* **GIVEN INSTRUCTION**: Produce an exact copy of the lines from the line that contains "the art nouveau" to the end of the listing below.

Location identification entries:
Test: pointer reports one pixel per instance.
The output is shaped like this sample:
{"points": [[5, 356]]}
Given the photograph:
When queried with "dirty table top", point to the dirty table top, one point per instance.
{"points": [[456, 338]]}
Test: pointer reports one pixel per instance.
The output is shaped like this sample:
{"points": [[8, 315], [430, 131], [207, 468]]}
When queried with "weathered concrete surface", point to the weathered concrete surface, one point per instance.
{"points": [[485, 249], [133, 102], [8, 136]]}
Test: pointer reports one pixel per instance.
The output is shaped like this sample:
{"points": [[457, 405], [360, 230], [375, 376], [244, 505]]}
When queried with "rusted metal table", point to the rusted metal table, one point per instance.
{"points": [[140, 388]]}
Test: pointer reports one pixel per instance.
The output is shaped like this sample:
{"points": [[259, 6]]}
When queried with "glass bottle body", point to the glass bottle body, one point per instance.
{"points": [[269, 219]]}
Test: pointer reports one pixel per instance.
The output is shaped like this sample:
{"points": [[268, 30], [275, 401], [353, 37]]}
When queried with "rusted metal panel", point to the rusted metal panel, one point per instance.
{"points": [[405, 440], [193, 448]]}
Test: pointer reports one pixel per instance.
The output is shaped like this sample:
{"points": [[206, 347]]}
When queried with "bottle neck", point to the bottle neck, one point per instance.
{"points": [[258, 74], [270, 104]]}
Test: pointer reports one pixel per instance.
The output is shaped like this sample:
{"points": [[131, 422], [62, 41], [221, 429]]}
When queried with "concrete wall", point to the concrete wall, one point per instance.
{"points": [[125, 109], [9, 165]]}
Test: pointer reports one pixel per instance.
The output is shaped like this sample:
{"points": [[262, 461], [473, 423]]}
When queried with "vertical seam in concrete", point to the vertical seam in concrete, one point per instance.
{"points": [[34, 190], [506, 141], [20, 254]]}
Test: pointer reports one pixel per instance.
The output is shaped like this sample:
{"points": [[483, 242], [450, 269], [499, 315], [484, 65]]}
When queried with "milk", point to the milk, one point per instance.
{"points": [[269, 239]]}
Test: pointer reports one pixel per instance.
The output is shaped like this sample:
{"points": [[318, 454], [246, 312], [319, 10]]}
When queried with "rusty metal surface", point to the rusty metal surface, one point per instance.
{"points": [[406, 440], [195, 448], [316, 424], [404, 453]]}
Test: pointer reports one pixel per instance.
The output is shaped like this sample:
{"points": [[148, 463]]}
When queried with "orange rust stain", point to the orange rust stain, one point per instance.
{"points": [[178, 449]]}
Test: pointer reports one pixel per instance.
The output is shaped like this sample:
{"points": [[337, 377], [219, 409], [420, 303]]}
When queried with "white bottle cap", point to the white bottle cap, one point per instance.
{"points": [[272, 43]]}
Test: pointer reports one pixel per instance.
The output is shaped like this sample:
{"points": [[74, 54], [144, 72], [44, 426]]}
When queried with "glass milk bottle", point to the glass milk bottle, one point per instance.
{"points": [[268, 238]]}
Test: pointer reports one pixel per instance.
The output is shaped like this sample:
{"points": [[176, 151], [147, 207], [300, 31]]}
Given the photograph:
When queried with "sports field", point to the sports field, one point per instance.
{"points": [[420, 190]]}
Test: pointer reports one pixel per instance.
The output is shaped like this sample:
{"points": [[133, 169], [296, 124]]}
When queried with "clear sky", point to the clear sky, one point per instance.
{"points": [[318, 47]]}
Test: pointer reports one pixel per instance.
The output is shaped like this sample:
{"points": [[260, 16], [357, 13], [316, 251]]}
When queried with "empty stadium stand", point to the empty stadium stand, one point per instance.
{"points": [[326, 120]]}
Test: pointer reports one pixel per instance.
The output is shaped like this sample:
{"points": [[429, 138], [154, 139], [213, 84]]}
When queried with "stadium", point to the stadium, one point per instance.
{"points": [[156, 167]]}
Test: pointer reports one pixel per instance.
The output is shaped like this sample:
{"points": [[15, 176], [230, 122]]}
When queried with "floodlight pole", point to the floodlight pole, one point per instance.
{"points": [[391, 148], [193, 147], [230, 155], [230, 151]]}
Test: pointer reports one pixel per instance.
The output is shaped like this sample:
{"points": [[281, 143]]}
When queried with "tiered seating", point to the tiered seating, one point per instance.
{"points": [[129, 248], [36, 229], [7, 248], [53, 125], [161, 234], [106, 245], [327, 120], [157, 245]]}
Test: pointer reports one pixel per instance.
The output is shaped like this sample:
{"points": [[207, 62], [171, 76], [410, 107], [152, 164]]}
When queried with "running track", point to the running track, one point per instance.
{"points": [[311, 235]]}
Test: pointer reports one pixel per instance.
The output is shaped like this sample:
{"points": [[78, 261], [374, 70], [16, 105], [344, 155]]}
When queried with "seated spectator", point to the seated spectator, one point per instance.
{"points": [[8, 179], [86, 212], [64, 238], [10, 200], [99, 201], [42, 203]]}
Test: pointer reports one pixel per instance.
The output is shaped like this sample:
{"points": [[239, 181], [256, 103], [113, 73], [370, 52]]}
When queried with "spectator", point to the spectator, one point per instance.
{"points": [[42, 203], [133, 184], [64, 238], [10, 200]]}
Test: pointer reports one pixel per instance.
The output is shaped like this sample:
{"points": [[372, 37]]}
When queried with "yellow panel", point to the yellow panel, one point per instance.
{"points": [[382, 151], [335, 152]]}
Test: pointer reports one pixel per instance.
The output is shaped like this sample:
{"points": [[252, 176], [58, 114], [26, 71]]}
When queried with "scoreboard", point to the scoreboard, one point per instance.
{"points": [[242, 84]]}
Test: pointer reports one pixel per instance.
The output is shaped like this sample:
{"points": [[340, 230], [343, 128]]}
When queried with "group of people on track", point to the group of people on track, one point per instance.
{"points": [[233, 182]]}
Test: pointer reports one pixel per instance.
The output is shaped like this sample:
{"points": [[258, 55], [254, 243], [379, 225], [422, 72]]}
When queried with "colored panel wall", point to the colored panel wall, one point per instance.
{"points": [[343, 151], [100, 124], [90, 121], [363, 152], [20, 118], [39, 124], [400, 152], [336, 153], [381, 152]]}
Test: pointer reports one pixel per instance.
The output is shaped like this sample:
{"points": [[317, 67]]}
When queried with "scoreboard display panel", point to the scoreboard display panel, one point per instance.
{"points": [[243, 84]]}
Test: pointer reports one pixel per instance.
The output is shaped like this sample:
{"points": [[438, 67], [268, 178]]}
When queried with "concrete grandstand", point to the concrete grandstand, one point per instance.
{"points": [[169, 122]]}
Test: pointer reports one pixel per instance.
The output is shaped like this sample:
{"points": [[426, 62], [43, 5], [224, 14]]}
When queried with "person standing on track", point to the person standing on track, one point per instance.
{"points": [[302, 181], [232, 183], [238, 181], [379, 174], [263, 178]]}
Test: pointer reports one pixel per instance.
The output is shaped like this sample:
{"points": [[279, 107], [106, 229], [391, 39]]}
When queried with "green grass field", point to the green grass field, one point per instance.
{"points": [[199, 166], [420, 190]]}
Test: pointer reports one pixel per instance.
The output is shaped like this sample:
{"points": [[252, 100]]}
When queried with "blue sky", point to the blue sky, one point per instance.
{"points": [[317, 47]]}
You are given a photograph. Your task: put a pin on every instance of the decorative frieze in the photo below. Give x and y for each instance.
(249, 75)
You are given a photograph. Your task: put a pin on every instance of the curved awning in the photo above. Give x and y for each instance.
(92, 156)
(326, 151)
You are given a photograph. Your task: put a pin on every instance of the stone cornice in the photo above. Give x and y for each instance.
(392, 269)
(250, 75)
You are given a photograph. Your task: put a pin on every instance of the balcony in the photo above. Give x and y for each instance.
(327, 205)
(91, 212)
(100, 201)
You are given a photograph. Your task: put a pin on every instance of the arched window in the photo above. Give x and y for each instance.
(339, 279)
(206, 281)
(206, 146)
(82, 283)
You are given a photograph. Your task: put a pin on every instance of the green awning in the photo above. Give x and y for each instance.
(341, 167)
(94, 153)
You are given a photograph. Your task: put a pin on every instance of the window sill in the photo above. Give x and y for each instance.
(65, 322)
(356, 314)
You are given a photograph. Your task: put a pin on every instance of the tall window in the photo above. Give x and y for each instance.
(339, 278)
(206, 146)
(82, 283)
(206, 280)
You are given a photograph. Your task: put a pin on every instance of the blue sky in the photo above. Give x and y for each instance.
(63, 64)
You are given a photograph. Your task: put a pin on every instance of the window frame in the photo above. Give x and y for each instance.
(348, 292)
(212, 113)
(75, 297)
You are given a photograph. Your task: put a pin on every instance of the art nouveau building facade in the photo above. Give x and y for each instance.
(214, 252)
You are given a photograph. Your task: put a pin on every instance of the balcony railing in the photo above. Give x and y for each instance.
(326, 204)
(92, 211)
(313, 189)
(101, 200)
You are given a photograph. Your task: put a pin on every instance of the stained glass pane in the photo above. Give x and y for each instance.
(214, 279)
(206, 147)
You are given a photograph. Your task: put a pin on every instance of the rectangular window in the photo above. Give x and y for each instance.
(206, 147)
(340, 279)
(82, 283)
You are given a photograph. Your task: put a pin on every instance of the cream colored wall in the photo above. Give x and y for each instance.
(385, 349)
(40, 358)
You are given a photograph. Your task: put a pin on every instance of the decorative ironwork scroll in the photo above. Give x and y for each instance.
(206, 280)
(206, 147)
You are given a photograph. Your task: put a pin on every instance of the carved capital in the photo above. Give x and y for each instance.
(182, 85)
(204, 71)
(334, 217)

* **EXPECTED OUTPUT**:
You are given a photograph. Your task: put a pin on every instance of the art nouveau building facade in the photo above. Give x and y for each instance.
(214, 252)
You are given a photograph. Your task: put a pin on every instance of the balcony railing in the photo above. Give x and y for each instance.
(326, 204)
(92, 211)
(313, 189)
(101, 200)
You are given a photograph. Your task: put a pin on every instance of the stained glass pane in the photo above. Give x and y for each instance.
(214, 279)
(206, 147)
You are given a photograph. Your task: put a pin on every instance of the rectangular window in the photo above. Give x and y for each instance.
(206, 147)
(340, 279)
(82, 283)
You are given a photograph. Your task: put a pin on every instance of the cream colored wall in the photo above. Give x and y for each instance.
(385, 349)
(40, 358)
You are given a photograph. Your task: put a pin on every instance of the decorative ironwork scroll in the photo above. Give x and y for each instance.
(206, 280)
(206, 147)
You are given a photograph. Your task: put a pin on every instance of the carved capital in the photo above. Give x and y for each instance.
(182, 85)
(204, 71)
(334, 217)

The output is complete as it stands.